EXERCISES:
**A.** Translate this sentence from the KrakenOS Double Gauss tutorial into Spanish: "This is not a diffraction PSF, but it is useful for finding blur shape and alignment errors."
**B.** In the KrakenOS Double Gauss tutorial, what value is MTF @ freq preset to in the Optimization panel?

EXTRACT PROVIDED:
'''

Confirm the controls:
- Object Mode = Infinity;
- Aperture = EPD;
- EPD = 4 mm;
- Field Type = Angle;
- Field Value = 0 deg;
- Wavelength = 0.55 um;
- Wavefront Style = Wavefront Function.

Double Gauss analysis suite loaded in the KrakenOS UI — The same infinity-object Double Gauss layout drives all analysis panels.

Double Gauss 2D layout — The prescription is conventional and stable, so the tutorial can focus on interpreting the analysis outputs.

Spot: Check Geometric Focus

Click Spot and Update. Use Centroid spot mode for the simplest first read: the plot is centered on the geometric centroid, making the blur shape easier to inspect.

Double Gauss spot diagram AOI — Spot is the fastest sanity check: rays should land in a compact finite cloud at the image plane.

PSF: Convert Samples Into Image Intensity

Click PSF and Update. The current KrakenOS panel is a geometric PSF: it bins traced image-plane ray intercepts into normalized intensity. This is not a diffraction PSF, but it is useful for finding blur shape and alignment errors.

Double Gauss geometric PSF AOI — The PSF panel makes the spot distribution easier to compare with detector sampling or image-processing expectations.

MTF: Read Contrast Versus Spatial Frequency

Click MTF and Update. In the Optimization panel, MTF @ freq is preset to 20 cycles/mm with Alg = PSF FFT. The plot shows tangential and sagittal curves computed from the same geometric image-plane samples.

Double Gauss MTF AOI — MTF converts the blur cloud into a contrast metric that can be used in a merit function or a presentation checklist.

Wavefront: Inspect Pupil Phase

Click Wavefront and Update. Keep Wavefront Style set to Wavefront Function. This removes piston and best-fit tilt so the plot emphasizes optical aberration instead of image-plane pointing.

Double Gauss wavefront function AOI — Use `File -> Export Wavefront CSV...` after this panel has been rendered if the pupil samples are needed outside the UI.

Zernike: Decompose The Wavefront

Click Zernike and Update. The Zernike panel fits the sampled wavefront and stores both coefficient rows and residual samples for export.

Double Gauss Zernike fit AOI — Use `File -> Export Zernike CSV...` after this panel has been rendered to capture coefficient values and residual statistics.

What This Proves

This case study is intended for quick review sessions. It proves that one menu-backed sequential lens can drive the main KrakenOS analysis panels, stores exportable wavefront/Zernike data, and gives the user a repeatable workflow before moving to harder non-sequential or coherent examples.

'''

PROVIDED RECORDS:
'''

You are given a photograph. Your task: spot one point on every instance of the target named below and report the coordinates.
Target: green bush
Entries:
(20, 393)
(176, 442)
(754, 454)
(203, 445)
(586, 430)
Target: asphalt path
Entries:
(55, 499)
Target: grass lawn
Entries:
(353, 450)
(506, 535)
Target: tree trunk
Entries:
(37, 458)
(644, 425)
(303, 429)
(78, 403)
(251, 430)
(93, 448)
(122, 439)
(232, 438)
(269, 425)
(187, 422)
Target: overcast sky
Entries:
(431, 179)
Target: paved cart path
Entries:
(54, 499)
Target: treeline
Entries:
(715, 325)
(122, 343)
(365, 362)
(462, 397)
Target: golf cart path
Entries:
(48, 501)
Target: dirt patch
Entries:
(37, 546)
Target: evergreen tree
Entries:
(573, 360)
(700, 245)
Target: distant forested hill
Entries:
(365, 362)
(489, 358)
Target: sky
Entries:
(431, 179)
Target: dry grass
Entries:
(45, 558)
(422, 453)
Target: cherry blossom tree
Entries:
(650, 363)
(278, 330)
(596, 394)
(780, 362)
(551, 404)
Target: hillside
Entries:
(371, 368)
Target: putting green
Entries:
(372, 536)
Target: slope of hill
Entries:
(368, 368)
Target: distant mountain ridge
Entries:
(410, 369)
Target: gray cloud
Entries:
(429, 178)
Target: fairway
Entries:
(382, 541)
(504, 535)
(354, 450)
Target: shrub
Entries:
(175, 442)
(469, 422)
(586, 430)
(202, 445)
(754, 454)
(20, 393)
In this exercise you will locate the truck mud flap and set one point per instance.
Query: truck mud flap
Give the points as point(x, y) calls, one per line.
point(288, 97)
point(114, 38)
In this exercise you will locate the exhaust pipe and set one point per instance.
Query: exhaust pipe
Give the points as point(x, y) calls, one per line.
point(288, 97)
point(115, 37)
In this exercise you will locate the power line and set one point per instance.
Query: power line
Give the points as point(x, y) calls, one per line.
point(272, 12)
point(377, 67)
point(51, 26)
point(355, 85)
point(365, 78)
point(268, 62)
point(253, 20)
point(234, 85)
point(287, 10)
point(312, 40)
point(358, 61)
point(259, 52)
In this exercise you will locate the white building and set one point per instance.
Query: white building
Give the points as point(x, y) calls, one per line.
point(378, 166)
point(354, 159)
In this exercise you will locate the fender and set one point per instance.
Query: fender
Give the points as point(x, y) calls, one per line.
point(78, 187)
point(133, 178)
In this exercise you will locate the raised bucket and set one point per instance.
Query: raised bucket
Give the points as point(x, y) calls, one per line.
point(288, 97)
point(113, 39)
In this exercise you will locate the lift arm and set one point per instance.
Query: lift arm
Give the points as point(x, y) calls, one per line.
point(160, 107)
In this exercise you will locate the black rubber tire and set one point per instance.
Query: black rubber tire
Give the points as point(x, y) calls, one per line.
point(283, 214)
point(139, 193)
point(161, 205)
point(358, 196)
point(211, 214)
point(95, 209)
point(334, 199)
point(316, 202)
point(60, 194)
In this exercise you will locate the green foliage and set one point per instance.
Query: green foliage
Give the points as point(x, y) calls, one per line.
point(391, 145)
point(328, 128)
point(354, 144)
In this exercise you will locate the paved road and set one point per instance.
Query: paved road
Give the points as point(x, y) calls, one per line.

'''

EXERCISE RESPONSES:
**A.** Esta no es una PSF de difracción, pero es útil para encontrar la forma del desenfoque y los errores de alineación.

**B.** 20 cycles/mm